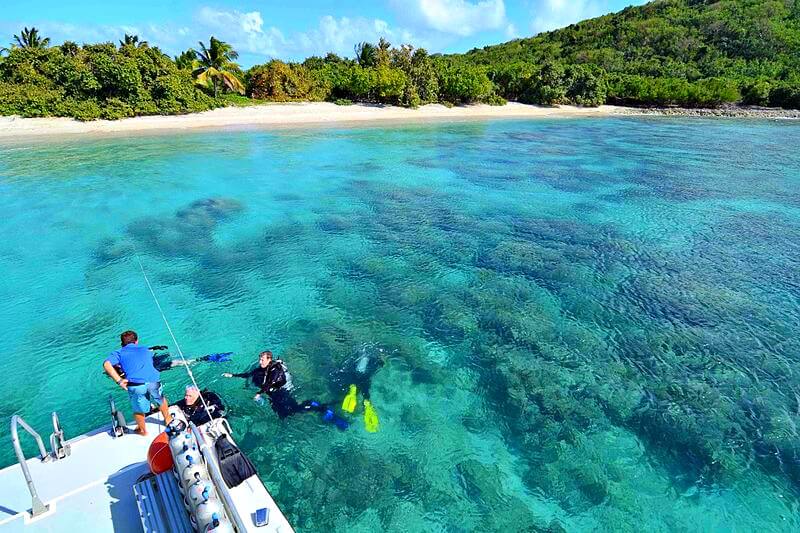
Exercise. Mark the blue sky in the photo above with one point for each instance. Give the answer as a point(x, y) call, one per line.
point(262, 29)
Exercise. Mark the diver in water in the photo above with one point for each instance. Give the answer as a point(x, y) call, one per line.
point(356, 376)
point(197, 411)
point(273, 380)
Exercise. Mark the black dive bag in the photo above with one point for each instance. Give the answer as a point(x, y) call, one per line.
point(235, 465)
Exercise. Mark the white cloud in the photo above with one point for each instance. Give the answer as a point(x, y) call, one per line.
point(342, 34)
point(553, 14)
point(455, 17)
point(248, 32)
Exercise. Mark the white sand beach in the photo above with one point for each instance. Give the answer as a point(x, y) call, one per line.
point(281, 115)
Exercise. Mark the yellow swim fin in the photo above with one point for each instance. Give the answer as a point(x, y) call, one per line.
point(351, 400)
point(371, 421)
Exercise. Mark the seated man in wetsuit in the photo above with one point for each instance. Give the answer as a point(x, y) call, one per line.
point(193, 407)
point(272, 379)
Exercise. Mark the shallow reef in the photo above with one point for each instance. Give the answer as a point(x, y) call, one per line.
point(564, 325)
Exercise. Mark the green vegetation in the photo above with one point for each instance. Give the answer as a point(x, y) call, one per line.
point(691, 53)
point(215, 66)
point(95, 81)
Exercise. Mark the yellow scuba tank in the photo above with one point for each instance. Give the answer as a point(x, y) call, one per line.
point(351, 400)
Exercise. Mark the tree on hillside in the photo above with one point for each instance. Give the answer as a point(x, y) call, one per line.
point(366, 54)
point(133, 40)
point(30, 38)
point(383, 51)
point(215, 66)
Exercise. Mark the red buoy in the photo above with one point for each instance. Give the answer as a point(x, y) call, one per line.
point(159, 456)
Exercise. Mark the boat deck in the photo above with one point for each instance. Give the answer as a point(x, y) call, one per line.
point(91, 490)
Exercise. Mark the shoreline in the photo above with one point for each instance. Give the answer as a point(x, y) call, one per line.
point(281, 115)
point(320, 114)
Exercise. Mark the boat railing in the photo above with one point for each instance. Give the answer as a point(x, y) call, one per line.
point(216, 475)
point(37, 507)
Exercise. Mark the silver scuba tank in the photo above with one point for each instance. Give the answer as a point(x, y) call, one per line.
point(200, 491)
point(219, 525)
point(192, 472)
point(185, 458)
point(181, 442)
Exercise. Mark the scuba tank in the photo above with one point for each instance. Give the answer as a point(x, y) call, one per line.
point(218, 525)
point(192, 472)
point(180, 442)
point(185, 458)
point(204, 514)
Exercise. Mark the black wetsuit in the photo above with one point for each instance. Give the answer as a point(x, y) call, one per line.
point(197, 413)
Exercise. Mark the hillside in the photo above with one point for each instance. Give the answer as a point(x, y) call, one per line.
point(689, 53)
point(685, 52)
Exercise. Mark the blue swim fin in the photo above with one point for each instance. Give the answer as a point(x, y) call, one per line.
point(223, 357)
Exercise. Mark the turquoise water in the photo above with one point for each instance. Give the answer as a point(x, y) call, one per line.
point(583, 324)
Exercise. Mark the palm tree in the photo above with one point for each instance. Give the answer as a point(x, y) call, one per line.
point(30, 38)
point(366, 54)
point(382, 52)
point(186, 60)
point(133, 40)
point(215, 64)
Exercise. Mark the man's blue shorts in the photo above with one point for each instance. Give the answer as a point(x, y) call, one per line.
point(143, 395)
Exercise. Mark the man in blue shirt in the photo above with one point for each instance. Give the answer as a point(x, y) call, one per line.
point(142, 380)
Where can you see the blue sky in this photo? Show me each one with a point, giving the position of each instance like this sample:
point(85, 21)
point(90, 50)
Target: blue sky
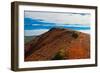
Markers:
point(36, 23)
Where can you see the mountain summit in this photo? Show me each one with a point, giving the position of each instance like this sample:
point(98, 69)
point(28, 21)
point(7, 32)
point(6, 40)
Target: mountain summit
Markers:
point(58, 43)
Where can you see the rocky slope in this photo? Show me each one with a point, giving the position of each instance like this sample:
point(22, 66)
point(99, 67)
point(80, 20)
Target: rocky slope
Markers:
point(67, 44)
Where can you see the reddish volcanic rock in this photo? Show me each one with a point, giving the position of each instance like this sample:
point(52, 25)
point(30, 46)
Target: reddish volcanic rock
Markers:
point(76, 45)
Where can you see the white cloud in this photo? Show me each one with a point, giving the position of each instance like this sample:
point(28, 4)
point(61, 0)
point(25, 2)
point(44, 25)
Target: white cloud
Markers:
point(59, 18)
point(34, 32)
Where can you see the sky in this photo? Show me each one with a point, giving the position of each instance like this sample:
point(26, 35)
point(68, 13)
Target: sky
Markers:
point(39, 22)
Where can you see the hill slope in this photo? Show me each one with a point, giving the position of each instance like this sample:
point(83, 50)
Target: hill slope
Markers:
point(58, 43)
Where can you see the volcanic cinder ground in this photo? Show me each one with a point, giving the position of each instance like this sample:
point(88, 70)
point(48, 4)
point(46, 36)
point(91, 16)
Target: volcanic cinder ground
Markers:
point(58, 43)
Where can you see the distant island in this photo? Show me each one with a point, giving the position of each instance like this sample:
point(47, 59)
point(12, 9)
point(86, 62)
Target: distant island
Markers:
point(58, 44)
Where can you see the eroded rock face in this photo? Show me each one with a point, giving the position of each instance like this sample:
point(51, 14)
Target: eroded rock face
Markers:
point(74, 45)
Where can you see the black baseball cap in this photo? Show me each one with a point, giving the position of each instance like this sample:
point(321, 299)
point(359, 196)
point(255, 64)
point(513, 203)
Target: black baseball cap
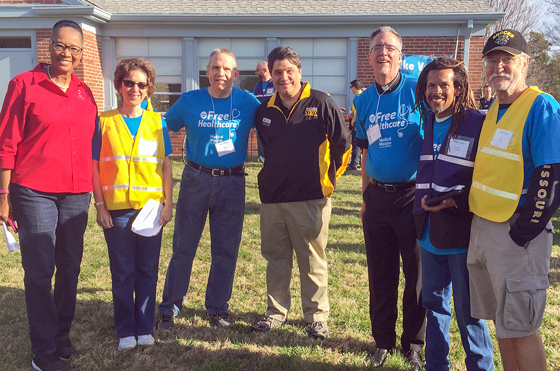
----
§ **Task requirements**
Arrange all of the data above as a numbered list, one line per item, leaving out blank lines and the pictures.

§ **The answer**
1. Exercise. Mark the blue sky in the photo above with one point for each instance. Give the answer as a point(x, y) call, one per line.
2. point(262, 29)
3. Exercise. Mark the diver in water in the photo above with one point for each instance. Give the answer as a point(x, y) call, one per line.
4. point(356, 376)
5. point(197, 411)
6. point(273, 380)
7. Exercise. Mark the black dive bag in the photo above with one point for each instance. Give the answer as a point(x, y) call, one per line.
8. point(235, 465)
9. Exercise. Mark the white cloud in the photo above with one point for each instance. Give the answer as a point(x, y) call, one per line.
10. point(342, 34)
11. point(553, 14)
12. point(455, 17)
13. point(248, 32)
14. Exercise. Mark the white sand beach in the photo above with one point for each instance. Give the answer as a point(x, y) call, one per line.
15. point(281, 115)
16. Exercise. Mark the yellow swim fin in the photo above with one point for each instance. Give the answer as a point(x, y) call, one per line.
17. point(351, 400)
18. point(371, 421)
19. Exercise. Mark the seated man in wetsuit in the photo above with one point for each instance. Give the answer as a point(x, y) call, one per line.
20. point(193, 407)
21. point(272, 379)
22. Exercise. Mark the shallow reef in the photo above with one point for each instance. Give the answer as a point(x, y) call, one per line.
23. point(564, 325)
24. Exercise. Mark the green vegetation in the photo above with one point for each instance. Give the answer as a point(x, y) call, one per line.
25. point(691, 53)
26. point(215, 66)
27. point(95, 81)
28. Exercise. Mark the yellow scuba tank in the photo above with one point for each instance. Give the answer as a point(x, y) call, one per line.
29. point(351, 400)
30. Exercise. Mark the tree on hillside in the photo above with one point for each instance. Give the answer as a point(x, y) call, one per line.
31. point(366, 54)
32. point(133, 40)
33. point(30, 38)
34. point(383, 51)
35. point(215, 66)
36. Exercise. Mark the red buoy in the photo above with one point for each instance. Give the answer as a point(x, y) call, one per line.
37. point(159, 456)
38. Exercise. Mark the boat deck in the photo above with one point for each instance. Give the answer as a point(x, y) call, one per line.
39. point(91, 490)
40. Exercise. Mark the shoreline in the photo above with one point for each instance. Give the answer as a point(x, y) call, one per line.
41. point(281, 115)
42. point(320, 114)
43. Exercise. Mark the boat railing in the photo above with one point for each instance. Give the answer as a point(x, y) call, one per line.
44. point(216, 475)
45. point(37, 507)
46. Exercise. Mark the silver scuba tank in the photo above with one point for each instance. Give the answer as a point(x, y) call, one per line.
47. point(200, 491)
48. point(219, 525)
49. point(192, 472)
50. point(185, 458)
51. point(181, 442)
52. Exercise. Mark the scuba tank in the photo above with one point for each instance. Give the answer as a point(x, y) call, one per line.
53. point(218, 525)
54. point(192, 472)
55. point(180, 442)
56. point(185, 458)
57. point(204, 514)
58. Exercise. Mark the black wetsuit in the photo above with one point for each instance. Give the answer as a point(x, y) call, one per line.
59. point(197, 413)
60. Exercise. Mark the hillside in the photo above with one point for each instance. Give the answer as a point(x, y) call, one per line.
61. point(689, 53)
62. point(685, 52)
63. Exercise. Mark the blue swim fin in the photo above with one point for each instance. Give the answer as a point(x, y) call, one per line.
64. point(223, 357)
65. Exercise. Mark the turquoise water in the photo above with one point for each instance. Give the answer as a point(x, y) call, one per line.
66. point(583, 324)
67. Exercise. Mark the palm tree in the photo above with one point for each instance. Give the answer as a point(x, y) call, one per line.
68. point(30, 38)
69. point(366, 54)
70. point(382, 52)
71. point(186, 60)
72. point(133, 40)
73. point(215, 64)
74. Exercise. Mark the man's blue shorts in the photo above with one point for each instance. Give the answer as a point(x, y) call, one per line.
75. point(143, 395)
76. Exercise. Mark the man in blue shirt in the photo above with one point for each instance. Give the answer as a point(x, y) call, one per line.
77. point(142, 380)
78. Where can you see the blue sky in this photo? Show me each one with a point, giving the position of each instance like this sample:
79. point(85, 21)
80. point(90, 50)
81. Target: blue sky
82. Markers:
83. point(36, 23)
84. Where can you see the mountain summit in this photo? Show me each one with a point, giving the position of each instance like this sample:
85. point(98, 69)
86. point(28, 21)
87. point(7, 32)
88. point(6, 40)
89. Target: mountain summit
90. Markers:
91. point(58, 43)
92. Where can you see the rocky slope in this photo? Show me each one with a point, giving the position of each instance like this sample:
93. point(22, 66)
94. point(99, 67)
95. point(80, 20)
96. Target: rocky slope
97. Markers:
98. point(67, 44)
99. Where can you see the reddish volcanic rock in this photo? Show me each one with a point, giving the position of each instance like this sample:
100. point(52, 25)
101. point(30, 46)
102. Target: reddish volcanic rock
103. Markers:
104. point(76, 45)
105. Where can you see the white cloud in this photo? Show me each one with a point, giving the position of each instance like this sample:
106. point(28, 4)
107. point(61, 0)
108. point(25, 2)
109. point(44, 25)
110. Target: white cloud
111. Markers:
112. point(59, 18)
113. point(34, 32)
114. Where can you see the sky in this photo? Show me each one with a point, giving the position of each instance like this sample:
115. point(26, 35)
116. point(68, 13)
117. Target: sky
118. Markers:
119. point(39, 22)
120. Where can you see the hill slope in this photo? Show me each one with a point, giving the position of each instance like this sample:
121. point(83, 50)
122. Target: hill slope
123. Markers:
124. point(58, 43)
125. Where can you see the volcanic cinder ground in this photo? Show me each one with a point, giving the position of each instance like this sample:
126. point(88, 70)
127. point(48, 4)
128. point(46, 36)
129. point(91, 16)
130. Target: volcanic cinder ground
131. Markers:
132. point(58, 43)
133. Where can you see the distant island in this photo? Show me each one with a point, giving the position of each instance like this sample:
134. point(47, 59)
135. point(12, 9)
136. point(86, 62)
137. Target: distant island
138. Markers:
139. point(58, 44)
140. Where can you see the eroded rock face in this photo? Show me each one with a point, giving the position of each instance like this sample:
141. point(51, 14)
142. Target: eroded rock face
143. Markers:
144. point(74, 45)
145. Where can you see the black baseball cap in this photo? Show me each one with a point, giving the position of each instance like this sample:
146. point(321, 299)
147. point(359, 196)
148. point(255, 64)
149. point(513, 203)
150. Target: black baseball cap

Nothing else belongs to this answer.